Eggsy Unwin (Taron Egerton) is a young, lower-class Londoner of promising talent, but an awful home life that has derailed his prospects.  He's recruited one day by Harry Hart, codenamed Galahad (Colin Firth), a gentleman secret agent for an independent spy agency, the Kingsmen.  While Eggsy undergoes training and testing with several other young recruits under Kingsmen quartermaster Merlin (Mark Strong), Harry investigates a series of disappearances linked to tech mogul Richmond Valentine (Samuel L. Jackson) and his lovely assistant Gazelle (Sofia Boutella).  Of course Eggsy and fellow trainee Roxy (Sophie Cookson) end up getting involved as the mystery unfolds.  Michael Caine and Mark Hamill also appear as the leader of the Kingsmen and an environmental scientist respectively.

□ □ □ □

● **Instructions**
#1 Replace "tech mogul" with "software tycoon" in the film synopsis, starting with "Eggsy Unwin (Taron" and going on through "environmental scientist respectively.", and write out that passage.
#2 Continue the film synopsis from its last sentence.

● **Supplied information**
□ □ □ □

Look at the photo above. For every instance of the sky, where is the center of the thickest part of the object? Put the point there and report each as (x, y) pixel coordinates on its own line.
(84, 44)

□ □ □ □

● **Answers to the exercises**
#1
Eggsy Unwin (Taron Egerton) is a young, lower-class Londoner of promising talent, but an awful home life that has derailed his prospects.  He's recruited one day by Harry Hart, codenamed Galahad (Colin Firth), a gentleman secret agent for an independent spy agency, the Kingsmen.  While Eggsy undergoes training and testing with several other young recruits under Kingsmen quartermaster Merlin (Mark Strong), Harry investigates a series of disappearances linked to software tycoon Richmond Valentine (Samuel L. Jackson) and his lovely assistant Gazelle (Sofia Boutella).  Of course Eggsy and fellow trainee Roxy (Sophie Cookson) end up getting involved as the mystery unfolds.  Michael Caine and Mark Hamill also appear as the leader of the Kingsmen and an environmental scientist respectively.

#2
"Kingsman" has a solid, funny script, full of little meta moments, subversions, and homages.  Occasionally it can be crass and very mean, with R-rated content in abundance, but never to the point of causing any real offense.  The tone is light, the action scenes are a blast, and the performances are exactly what they need to be.  I'm especially impressed with Egerton, a newcomer who easily holds his own in scenes opposite Firth, Strong, and Caine.  Sam Jackson seems too over the top at first, but it quickly becomes apparent that's exactly as it should be.  And he's clearly having so much fun in the role, I can't really begrudge him.  Ditto Colin Firth, who tackles his superspy role with gusto.
The visual style plays a big part in the movie's effectiveness.  It's very kinetic and colorful, suffusing the film with an infectious energy.  There are a lot of fanciful little touches in the fight scenes, lots of classic spy iconography and cartoon physics, deployed with loving dollops of blood and gore.  It's easy to mistake this as a film meant for the YA crowd, because of the younger lead and comic book stylization, but it's definitely got an adult sensibility while remaining gleefully juvenile.   I felt guilty about laughing at the series of assassinations choreographed to look like a morbid fireworks display, but also impressed that the filmmakers had gone through with it.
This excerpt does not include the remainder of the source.